TASK DETAILS.
Write out all of the data again, exactly as it reads.

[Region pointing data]
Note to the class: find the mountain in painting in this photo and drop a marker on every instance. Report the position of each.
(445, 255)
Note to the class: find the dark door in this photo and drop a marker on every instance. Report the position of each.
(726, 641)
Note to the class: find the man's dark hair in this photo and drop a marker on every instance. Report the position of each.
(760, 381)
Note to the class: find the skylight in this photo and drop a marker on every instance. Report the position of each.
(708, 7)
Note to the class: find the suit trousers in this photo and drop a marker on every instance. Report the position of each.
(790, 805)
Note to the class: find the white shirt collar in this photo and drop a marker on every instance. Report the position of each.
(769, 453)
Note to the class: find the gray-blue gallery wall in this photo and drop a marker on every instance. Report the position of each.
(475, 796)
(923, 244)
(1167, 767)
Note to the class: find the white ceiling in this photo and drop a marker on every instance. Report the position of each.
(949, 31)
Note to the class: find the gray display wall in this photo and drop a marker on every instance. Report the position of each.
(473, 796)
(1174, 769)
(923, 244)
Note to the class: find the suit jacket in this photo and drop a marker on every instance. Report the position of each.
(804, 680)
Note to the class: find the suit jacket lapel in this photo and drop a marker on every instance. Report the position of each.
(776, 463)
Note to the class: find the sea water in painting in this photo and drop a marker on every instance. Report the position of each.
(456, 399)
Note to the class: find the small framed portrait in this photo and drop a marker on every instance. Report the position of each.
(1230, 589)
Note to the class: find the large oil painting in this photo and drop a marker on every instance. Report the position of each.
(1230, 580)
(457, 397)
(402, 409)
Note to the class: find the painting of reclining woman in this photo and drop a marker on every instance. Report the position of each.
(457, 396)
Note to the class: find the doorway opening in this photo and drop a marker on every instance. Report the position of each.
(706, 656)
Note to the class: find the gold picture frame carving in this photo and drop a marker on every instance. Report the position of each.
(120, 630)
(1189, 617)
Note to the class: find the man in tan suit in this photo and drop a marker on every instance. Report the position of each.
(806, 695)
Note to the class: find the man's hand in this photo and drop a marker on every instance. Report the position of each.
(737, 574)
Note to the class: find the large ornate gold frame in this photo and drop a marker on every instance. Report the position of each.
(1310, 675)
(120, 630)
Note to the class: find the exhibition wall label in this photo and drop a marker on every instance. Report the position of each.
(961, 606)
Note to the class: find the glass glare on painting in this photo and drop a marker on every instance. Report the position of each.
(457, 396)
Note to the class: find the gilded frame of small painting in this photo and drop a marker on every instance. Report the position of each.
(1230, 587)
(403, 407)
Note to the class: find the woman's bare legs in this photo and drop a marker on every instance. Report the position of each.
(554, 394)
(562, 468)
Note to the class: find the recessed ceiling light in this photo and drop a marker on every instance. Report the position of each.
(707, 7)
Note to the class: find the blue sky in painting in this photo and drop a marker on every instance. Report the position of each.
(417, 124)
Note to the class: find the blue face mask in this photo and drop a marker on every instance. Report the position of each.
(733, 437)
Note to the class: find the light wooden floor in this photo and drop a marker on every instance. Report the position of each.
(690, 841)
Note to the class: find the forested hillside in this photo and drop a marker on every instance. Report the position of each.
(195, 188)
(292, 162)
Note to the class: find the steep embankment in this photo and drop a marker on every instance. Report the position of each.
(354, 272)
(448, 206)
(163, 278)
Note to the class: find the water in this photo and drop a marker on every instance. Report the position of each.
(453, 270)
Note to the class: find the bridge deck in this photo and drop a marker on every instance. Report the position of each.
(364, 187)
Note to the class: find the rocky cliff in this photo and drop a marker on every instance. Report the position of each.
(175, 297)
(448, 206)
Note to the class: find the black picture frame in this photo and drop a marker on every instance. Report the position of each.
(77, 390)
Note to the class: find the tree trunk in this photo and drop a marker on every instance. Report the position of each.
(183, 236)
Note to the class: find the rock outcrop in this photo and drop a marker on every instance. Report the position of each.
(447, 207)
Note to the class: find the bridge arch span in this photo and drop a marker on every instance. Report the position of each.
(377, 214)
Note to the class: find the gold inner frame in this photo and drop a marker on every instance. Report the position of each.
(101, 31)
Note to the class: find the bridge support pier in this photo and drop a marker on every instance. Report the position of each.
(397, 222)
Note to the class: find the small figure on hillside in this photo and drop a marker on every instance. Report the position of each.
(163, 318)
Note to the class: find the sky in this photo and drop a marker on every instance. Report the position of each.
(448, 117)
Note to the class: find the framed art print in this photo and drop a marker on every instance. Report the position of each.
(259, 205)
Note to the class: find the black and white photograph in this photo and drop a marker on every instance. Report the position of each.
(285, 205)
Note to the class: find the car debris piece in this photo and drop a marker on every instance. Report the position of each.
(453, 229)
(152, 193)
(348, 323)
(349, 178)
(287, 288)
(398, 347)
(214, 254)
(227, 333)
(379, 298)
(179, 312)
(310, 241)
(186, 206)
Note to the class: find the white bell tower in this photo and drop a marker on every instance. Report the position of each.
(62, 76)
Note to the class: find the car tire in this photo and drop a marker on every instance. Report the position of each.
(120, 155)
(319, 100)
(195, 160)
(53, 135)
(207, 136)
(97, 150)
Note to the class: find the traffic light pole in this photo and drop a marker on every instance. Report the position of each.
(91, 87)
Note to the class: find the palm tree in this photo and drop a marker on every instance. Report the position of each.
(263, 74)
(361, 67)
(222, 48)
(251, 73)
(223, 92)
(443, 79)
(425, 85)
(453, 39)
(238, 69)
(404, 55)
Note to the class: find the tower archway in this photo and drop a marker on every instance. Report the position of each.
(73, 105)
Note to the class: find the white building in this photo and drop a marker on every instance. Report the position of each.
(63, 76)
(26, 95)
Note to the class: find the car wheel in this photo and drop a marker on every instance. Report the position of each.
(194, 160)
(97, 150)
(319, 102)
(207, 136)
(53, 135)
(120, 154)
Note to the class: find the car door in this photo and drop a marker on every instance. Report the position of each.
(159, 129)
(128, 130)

RESPONSE AREA.
Note to the class: find the mountain in painting in this photo and drop a marker on every instance. Report the position of each.
(445, 255)
Note to the class: find the dark door in this photo and drop a marker on every instance. Report the position of each.
(726, 641)
Note to the class: find the man's dark hair in this photo and drop a marker on every instance. Report the position of each.
(760, 381)
Note to the class: find the skylight in this photo and drop a marker on every instance. Report the position of each.
(708, 7)
Note to the class: find the suit trousers in this photo and drop a marker on every instance. Report the position of each.
(790, 805)
Note to the class: find the white shirt collar in this photo and drop a marker on every instance. Report the position of each.
(769, 453)
Note to the class: find the gray-blue gallery wall in this photo and drop a marker on every instance. Report the position of each.
(475, 796)
(923, 244)
(1167, 767)
Note to the class: find the white ceiling in this photo and drop a marker on every instance. Report the position of each.
(949, 31)
Note to the class: find the gray display wall in this photo and drop a marker on every instance. Report the position of each.
(473, 796)
(1174, 769)
(923, 244)
Note to the class: find the suit jacket in this photo and drop a marker on every instance. Report the position of each.
(804, 680)
Note to the class: find the suit jacket lapel in this photo and drop a marker on every instance. Report the position of each.
(776, 463)
Note to the class: find the sea water in painting in this photo and drop a marker on every instance. Report the position of each.
(456, 399)
Note to the class: find the small framed portrait in this photo and drop a marker on every instance. Report the position of each.
(1230, 589)
Note to the class: find the large oil painting in this photo and drop a marker on every instance. Report the position of each.
(1230, 580)
(457, 397)
(402, 409)
Note to the class: find the painting of reclining woman in this photo and drop a marker on every instance. Report the position of each.
(457, 396)
Note to the class: find the doorway opening in this photo and drop a marker on every instance. Report the position of each.
(706, 656)
Note to the class: find the gold picture frame carving in this photo and drop a marker on every instance. Report the position of each.
(120, 630)
(1189, 617)
Note to the class: find the man in tan suit in this photo and drop a marker on every instance. Report the position of each.
(806, 695)
Note to the class: find the man's hand in this photo and drop a marker on every instance. Report the position of each.
(737, 574)
Note to the class: find the large ornate gold frame in this photo and drop a marker on every instance. Report the position of each.
(1310, 675)
(120, 630)
Note to the class: find the exhibition wall label in this photo and drop a marker on every instance. Report the position of each.
(961, 606)
Note to the class: find the glass glare on painting in this photo and drop a marker on every instance. Report the position of each.
(457, 396)
Note to the class: find the gilded frame of small painting in this photo and drop a marker on every instance. Report the position of each.
(1230, 587)
(403, 407)
Note to the class: find the woman's bare legs in this photo and drop a marker on every instance. Report the position of each.
(554, 394)
(562, 468)
Note to the class: find the recessed ceiling light in this photo and drop a marker on every instance. Report the position of each.
(707, 7)
Note to the class: find the blue sky in painting in this photo and drop a marker on every instance. Report the position of each.
(417, 124)
Note to the class: find the blue face mask in this photo and drop a marker on every instance. Report the position of each.
(733, 437)
Note to the class: find the light wooden floor in this photo and drop a marker on every instance. Report the position of each.
(690, 841)
Note to the class: find the forested hillside in this photo and drop a marker on every instance. Report the position of each.
(195, 188)
(292, 162)
Note to the class: find the steep embankment in this photo and drop a marker on every instance. Report the position of each.
(354, 272)
(448, 206)
(163, 278)
Note to the class: find the water in this photo and drop a marker on every instance. Report the position of each.
(453, 270)
Note to the class: find the bridge deck in this photo and drop a marker on every instance. Report the position of each.
(364, 187)
Note to the class: find the rocky cliff in this photo and drop a marker on every instance. Report the position of each.
(175, 297)
(448, 206)
Note to the class: find the black picture frame in this photo and drop a marker on every instance. Report the position of each.
(77, 390)
Note to the class: find the tree trunk in this photo and drop a marker on every instance. Report the position of each.
(183, 236)
Note to the class: find the rock outcrop in this photo and drop a marker on every instance. Report the position of each.
(447, 207)
Note to the class: find the bridge arch span in this photo and drop a marker on every instance. Report the position of each.
(377, 214)
Note to the class: find the gold inner frame in this photo and drop a marker on every instance. Report the position of each.
(101, 31)
Note to the class: find the bridge support pier in this photo and drop a marker on every instance. Report the position of each.
(397, 222)
Note to the class: find the small figure on hillside in this photo and drop a marker on every instance. Report the position of each.
(163, 318)
Note to the class: find the sky in this photo and drop a marker on every instance. Report the position of each.
(448, 117)
Note to the class: find the framed art print in this photo and drop a marker on every instance. Report the position of each.
(259, 205)
Note to the class: find the black and white photograph in this photo and drop a marker on every instance. Report the position of each.
(285, 205)
Note to the class: find the car debris piece in this photo and drop a marker on every instance. Report the position of each.
(453, 229)
(152, 193)
(348, 323)
(349, 178)
(287, 288)
(398, 347)
(214, 254)
(227, 333)
(379, 298)
(179, 312)
(310, 241)
(186, 206)
Note to the class: find the white bell tower in this photo and drop a marker on every instance. Report the position of each.
(62, 76)
Note to the class: find the car tire in this photo and drop a marker on every instance. Report the position of each.
(120, 155)
(319, 100)
(195, 160)
(53, 135)
(207, 136)
(97, 150)
Note to the class: find the traffic light pole in this photo and drop a marker on every instance. Report the position of each.
(91, 87)
Note to the class: find the palm tree in this photo and drop a marker on every instance. Report the position of each.
(263, 74)
(361, 67)
(222, 48)
(251, 73)
(223, 92)
(443, 79)
(425, 85)
(453, 39)
(238, 69)
(404, 55)
Note to the class: find the tower archway in this photo and drop a marker on every instance. Report the position of each.
(73, 105)
Note to the class: find the white building in this photo and drop a marker on every instance. Report the position of each.
(63, 76)
(26, 95)
Note to the class: find the car wheel in this photo and drop a marker on every instance. Report the position of each.
(194, 160)
(97, 150)
(319, 102)
(207, 136)
(53, 135)
(120, 154)
Note to the class: find the car door in this photo and drop a marker on every instance. Report the position of each.
(159, 129)
(128, 130)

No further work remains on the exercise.